▶ Supplied information:
::::

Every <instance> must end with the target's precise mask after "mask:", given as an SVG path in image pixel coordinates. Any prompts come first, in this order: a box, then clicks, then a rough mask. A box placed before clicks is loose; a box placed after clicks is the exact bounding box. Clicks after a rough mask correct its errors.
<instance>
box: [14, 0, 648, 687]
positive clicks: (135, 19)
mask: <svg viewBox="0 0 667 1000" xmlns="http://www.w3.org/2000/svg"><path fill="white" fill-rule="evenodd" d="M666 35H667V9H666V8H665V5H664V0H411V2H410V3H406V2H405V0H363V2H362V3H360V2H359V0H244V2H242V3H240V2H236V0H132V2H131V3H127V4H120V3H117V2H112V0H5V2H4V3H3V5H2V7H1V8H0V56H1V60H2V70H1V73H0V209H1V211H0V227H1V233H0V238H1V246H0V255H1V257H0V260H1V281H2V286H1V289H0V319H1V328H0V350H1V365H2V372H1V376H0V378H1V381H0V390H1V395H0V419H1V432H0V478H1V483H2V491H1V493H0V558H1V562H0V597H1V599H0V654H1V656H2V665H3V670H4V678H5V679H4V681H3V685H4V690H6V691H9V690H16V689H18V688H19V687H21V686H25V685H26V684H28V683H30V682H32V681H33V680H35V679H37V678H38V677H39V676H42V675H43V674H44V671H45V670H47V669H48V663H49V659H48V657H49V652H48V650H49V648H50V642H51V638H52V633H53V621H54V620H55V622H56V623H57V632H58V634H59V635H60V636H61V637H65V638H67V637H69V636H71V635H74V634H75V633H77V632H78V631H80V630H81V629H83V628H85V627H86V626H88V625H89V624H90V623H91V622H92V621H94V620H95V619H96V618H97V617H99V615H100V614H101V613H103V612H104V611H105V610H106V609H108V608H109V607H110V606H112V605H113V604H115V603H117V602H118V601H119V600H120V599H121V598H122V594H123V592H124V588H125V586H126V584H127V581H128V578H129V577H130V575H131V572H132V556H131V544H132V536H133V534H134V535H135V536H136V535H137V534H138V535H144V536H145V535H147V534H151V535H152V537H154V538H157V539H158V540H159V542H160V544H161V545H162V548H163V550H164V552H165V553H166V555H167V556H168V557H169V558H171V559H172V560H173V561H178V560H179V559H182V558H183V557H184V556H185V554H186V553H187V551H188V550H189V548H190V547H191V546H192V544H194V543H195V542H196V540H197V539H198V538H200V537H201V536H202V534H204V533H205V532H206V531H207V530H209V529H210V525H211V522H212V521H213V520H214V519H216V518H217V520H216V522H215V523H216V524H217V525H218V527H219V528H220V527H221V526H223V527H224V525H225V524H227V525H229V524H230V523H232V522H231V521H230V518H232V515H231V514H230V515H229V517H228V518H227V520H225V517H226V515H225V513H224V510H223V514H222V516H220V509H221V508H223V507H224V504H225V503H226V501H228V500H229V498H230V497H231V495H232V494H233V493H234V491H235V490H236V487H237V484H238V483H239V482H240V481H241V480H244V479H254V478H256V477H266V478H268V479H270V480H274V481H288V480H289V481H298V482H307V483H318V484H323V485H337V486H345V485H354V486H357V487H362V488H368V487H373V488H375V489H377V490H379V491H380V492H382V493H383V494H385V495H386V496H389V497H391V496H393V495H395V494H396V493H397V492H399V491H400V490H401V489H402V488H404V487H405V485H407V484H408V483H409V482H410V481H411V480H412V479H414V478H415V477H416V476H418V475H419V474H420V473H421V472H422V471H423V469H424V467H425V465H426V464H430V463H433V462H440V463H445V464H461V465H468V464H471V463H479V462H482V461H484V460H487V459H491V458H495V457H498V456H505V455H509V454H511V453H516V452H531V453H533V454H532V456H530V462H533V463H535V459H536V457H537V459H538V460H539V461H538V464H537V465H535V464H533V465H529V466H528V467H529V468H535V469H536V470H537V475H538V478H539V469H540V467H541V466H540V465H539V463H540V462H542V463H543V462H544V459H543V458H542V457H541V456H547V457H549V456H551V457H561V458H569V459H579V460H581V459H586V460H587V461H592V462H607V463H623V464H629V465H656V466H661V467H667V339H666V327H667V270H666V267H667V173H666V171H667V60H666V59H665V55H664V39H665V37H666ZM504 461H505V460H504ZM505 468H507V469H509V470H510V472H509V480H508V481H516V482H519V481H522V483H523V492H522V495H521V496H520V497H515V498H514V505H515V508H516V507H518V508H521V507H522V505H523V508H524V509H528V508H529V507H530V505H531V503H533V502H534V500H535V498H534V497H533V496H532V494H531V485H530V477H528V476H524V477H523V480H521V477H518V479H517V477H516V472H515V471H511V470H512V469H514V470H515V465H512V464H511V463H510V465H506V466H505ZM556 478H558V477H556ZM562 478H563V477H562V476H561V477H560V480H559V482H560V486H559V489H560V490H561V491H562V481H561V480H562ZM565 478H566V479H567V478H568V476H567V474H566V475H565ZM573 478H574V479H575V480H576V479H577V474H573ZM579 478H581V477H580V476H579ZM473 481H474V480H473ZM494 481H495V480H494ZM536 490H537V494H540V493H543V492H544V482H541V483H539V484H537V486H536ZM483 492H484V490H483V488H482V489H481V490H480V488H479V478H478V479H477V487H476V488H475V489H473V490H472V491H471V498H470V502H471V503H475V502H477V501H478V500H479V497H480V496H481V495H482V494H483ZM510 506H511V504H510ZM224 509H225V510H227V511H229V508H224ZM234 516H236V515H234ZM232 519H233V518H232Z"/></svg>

::::

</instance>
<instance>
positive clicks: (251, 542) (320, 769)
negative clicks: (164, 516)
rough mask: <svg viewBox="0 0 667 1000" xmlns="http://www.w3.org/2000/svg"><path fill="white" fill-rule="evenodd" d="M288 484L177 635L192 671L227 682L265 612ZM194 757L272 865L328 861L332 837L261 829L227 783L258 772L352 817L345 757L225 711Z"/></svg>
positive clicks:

::::

Everything from the line with "Every <instance> must" through the line with "box: [14, 0, 648, 687]" in the listing above must be retyped exactly, with nothing added.

Every <instance> must end with the target's precise mask after "mask:", given as an SVG path in image pixel coordinates. Any prompts come first, in this order: a box, then clicks, then a rough mask. A box placed before clicks is loose; a box placed after clicks is the exact bounding box. Clicks after a rough mask correct its errors.
<instance>
box: [14, 0, 648, 687]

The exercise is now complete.